Short problem |
Reproduce each of the following lines word for word, without changing anything.
>> start
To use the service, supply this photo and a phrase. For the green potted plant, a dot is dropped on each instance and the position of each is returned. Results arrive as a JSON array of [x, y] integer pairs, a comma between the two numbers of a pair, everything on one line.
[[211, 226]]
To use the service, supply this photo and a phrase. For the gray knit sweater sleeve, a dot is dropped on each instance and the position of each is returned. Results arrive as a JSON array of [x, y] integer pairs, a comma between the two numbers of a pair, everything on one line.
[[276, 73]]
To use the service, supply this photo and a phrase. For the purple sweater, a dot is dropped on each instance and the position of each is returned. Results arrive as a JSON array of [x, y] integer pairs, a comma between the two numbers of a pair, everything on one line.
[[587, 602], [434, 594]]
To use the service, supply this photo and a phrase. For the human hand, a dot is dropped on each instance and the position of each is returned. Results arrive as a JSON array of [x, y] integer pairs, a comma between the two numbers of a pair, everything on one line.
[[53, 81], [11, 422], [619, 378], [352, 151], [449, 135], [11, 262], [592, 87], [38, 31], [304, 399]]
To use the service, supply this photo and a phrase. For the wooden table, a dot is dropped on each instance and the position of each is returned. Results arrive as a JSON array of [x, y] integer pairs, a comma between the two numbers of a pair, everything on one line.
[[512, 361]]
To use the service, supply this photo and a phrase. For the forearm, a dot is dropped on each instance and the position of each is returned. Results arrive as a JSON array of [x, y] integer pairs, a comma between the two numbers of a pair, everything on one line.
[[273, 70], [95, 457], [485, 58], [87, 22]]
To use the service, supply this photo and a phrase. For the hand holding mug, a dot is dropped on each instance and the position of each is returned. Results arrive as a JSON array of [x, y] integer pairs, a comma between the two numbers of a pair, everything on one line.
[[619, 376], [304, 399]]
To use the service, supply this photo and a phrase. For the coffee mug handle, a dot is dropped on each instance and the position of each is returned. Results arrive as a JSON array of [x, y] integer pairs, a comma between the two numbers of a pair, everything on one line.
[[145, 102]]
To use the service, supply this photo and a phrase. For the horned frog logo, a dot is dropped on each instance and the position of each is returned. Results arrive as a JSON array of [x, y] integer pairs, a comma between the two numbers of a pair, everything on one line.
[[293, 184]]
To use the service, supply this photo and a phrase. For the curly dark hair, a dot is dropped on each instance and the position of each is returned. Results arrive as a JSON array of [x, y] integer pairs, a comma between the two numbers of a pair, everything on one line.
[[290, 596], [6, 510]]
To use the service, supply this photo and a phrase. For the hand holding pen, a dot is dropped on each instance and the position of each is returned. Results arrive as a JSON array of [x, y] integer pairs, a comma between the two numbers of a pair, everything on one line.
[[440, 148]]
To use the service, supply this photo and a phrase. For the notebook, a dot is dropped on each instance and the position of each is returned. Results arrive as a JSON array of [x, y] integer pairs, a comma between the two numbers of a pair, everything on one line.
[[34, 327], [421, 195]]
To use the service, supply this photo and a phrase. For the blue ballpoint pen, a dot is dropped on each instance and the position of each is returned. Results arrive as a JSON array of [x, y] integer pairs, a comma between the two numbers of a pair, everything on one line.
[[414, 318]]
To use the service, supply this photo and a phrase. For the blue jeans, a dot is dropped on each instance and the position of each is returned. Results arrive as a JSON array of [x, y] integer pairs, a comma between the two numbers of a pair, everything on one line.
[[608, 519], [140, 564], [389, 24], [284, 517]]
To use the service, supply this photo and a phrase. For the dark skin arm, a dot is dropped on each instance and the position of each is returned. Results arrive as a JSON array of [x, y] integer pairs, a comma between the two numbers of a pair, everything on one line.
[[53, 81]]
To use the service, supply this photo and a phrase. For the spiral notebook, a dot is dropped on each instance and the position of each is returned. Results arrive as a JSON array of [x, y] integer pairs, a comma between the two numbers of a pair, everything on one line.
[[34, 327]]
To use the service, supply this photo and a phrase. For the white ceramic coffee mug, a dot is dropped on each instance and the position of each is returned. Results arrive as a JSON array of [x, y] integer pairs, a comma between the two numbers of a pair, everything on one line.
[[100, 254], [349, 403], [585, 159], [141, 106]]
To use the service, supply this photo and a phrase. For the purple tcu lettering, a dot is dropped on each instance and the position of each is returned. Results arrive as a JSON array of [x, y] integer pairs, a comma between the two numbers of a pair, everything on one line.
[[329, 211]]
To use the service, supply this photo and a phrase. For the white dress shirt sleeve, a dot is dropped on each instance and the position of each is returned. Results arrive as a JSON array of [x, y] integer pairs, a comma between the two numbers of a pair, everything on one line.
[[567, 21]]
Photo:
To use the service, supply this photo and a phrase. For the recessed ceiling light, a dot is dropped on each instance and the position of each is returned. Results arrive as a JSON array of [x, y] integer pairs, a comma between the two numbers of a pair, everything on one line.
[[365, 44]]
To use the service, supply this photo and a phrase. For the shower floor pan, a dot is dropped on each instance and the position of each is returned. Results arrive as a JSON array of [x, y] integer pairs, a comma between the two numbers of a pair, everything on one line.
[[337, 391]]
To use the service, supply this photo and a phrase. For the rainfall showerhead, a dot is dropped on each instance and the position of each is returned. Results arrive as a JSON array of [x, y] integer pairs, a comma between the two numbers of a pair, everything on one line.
>> end
The completed task |
To use the service, supply this photo and a phrase. For the green potted plant, a dot is dropped on each instance and the position of each is returned. Results arrive as a JSON array of [x, y] integer pairs, a comma between the two numbers of a pair, everything on one line.
[[211, 226]]
To use the service, supply this photo and a phrase. For the gray knit sweater sleeve, a dot is dropped on each instance and the position of each is returned. Results arrive as a JSON array of [x, y] integer pairs, a comma between the two numbers of a pair, everything on one line.
[[276, 73]]
To use the service, supply this photo and a phrase. For the purple sweater, a dot is dropped on each instance and the position of each is returned. Results arrive as a JSON array of [x, y] integer pairs, a comma between the two numbers of a pair, everything on one line.
[[587, 602], [434, 594]]
To use the service, supply this photo and a phrase. For the human hand, a dot is dropped on each instance and the position of each is returned. Results arrive as a JSON array of [x, y] integer pairs, a comma between the two numbers of a pair, everything on one line.
[[53, 81], [11, 422], [619, 378], [352, 151], [449, 135], [11, 262], [592, 87], [38, 31], [304, 399]]
To use the service, supply this photo and a phrase. For the wooden table, a dot is dropped on each instance and the position of each is returned. Results arrive as a JSON array of [x, y] integer pairs, a comma between the two numbers of a pair, everything on one line.
[[512, 361]]
To use the service, supply this photo and a phrase. For the forearm, a dot is dropped on each instance and the position of each is returned. Results arrive as a JSON array of [x, y] integer pairs, a comma between the two numbers of a pair, everything on one line.
[[273, 70], [95, 457], [485, 58], [87, 22]]
To use the service, supply this photo and a phrase. For the hand holding mug, a dot is dropped on each instance and the position of each is returned. Results arrive as a JSON array of [x, y] integer pairs, a comma between the two numbers of a pair, everything on one line.
[[619, 376], [304, 399]]
To use the service, supply this photo and a phrase. For the coffee mug handle, a dot is dropped on each instance and the position of each is returned. Results arrive as a JSON array of [x, y] integer pairs, a comma between the two numbers of a pair, everything on one line.
[[145, 102]]
To use the service, supply this photo and a phrase. For the horned frog logo, a dot is dropped on each instance and the position of each is returned. Results arrive as a JSON array of [x, y] integer pairs, a comma between the two numbers of a pair, everything on one line.
[[293, 184]]
To use the service, supply this photo and a phrase. For the curly dark hair, a dot is dropped on each instance and the position of each is returned. Results arrive as a JSON array of [x, y] integer pairs, a comma between the two numbers of a pair, everything on one line.
[[290, 596], [6, 510]]
To use the service, supply this photo and a phrase. For the hand holding pen, a dot is dropped on each instance and the position of each is returned. Results arrive as a JSON array of [x, y] integer pairs, a comma between the two numbers of a pair, everything on one line.
[[440, 148]]
To use the service, supply this photo and a phrase. For the notebook, a dot is dropped on each instance and the position of each is returned. Results arrive as a JSON array of [x, y] integer pairs, a comma between the two numbers of a pair, everything on one line.
[[34, 327], [421, 195]]
To use the service, supply this photo and a phrase. For the blue ballpoint pen, a dot is dropped on each instance and the position of each is returned. Results arrive as a JSON array of [x, y] integer pairs, a comma between the two numbers of a pair, everything on one line.
[[414, 318]]
To use the service, supply this photo and a phrase. For the blue jeans, a dot is dropped on each instance and the position of each is returned. Results arrive as a JSON array of [x, y] integer pairs, a comma between the two numbers of a pair, everything on one line.
[[608, 519], [140, 564], [389, 24], [284, 517]]
To use the service, supply this photo and a phrase. For the dark skin arm, a dot is dropped on each instance and the position of each is returned. Results arrive as a JSON array of [x, y] integer pairs, a comma between the two numbers of a pair, everything on one line.
[[53, 81]]
To use the service, supply this photo and a phrase. For the spiral notebook, a dot is dropped on each instance and the position of each is returned. Results arrive as a JSON array of [x, y] integer pairs, a comma between the two numbers of a pair, everything on one line.
[[34, 327]]
To use the service, supply this photo and a phrase. For the white ceramic coffee mug, a dot is dropped on each instance and the position of each is returned. Results arrive as a JSON array of [x, y] integer pairs, a comma between the two numbers of a pair, everything on one line.
[[100, 254], [349, 403], [585, 159], [141, 106]]
To use the service, supply this photo and a phrase. For the purple tcu lettering, a dot is dropped on each instance and the position of each is returned. Results arrive as a JSON array of [x, y] integer pairs, a comma between the two numbers of a pair, everything on one line.
[[329, 211]]
To use the service, supply this photo and a phrase. For the white dress shirt sleeve, a dot is dropped on each instance and the position of each is returned. Results arrive as a JSON array of [x, y] integer pairs, a comma between the two numbers of a pair, everything on one line.
[[567, 21]]
Photo:
To use the service, supply this photo and a phrase. For the recessed ceiling light, a dot is dropped on each instance and the position of each is returned. Results arrive as a JSON array of [x, y] integer pairs, a comma between the two numbers of a pair, everything on one line.
[[365, 44]]
To use the service, supply this photo and a phrase. For the shower floor pan, a dot is dropped on each instance and the position of each is returned. Results arrive as a JSON array of [x, y] integer pairs, a comma between the two numbers of a pair, everything on one line.
[[337, 391]]
To use the service, supply this photo and a phrase. For the rainfall showerhead, a dot is dropped on each instance and the position of each is returned. Results arrive as a JSON array of [x, y] integer pairs, a comma between the two numbers of a pair, everything on one line.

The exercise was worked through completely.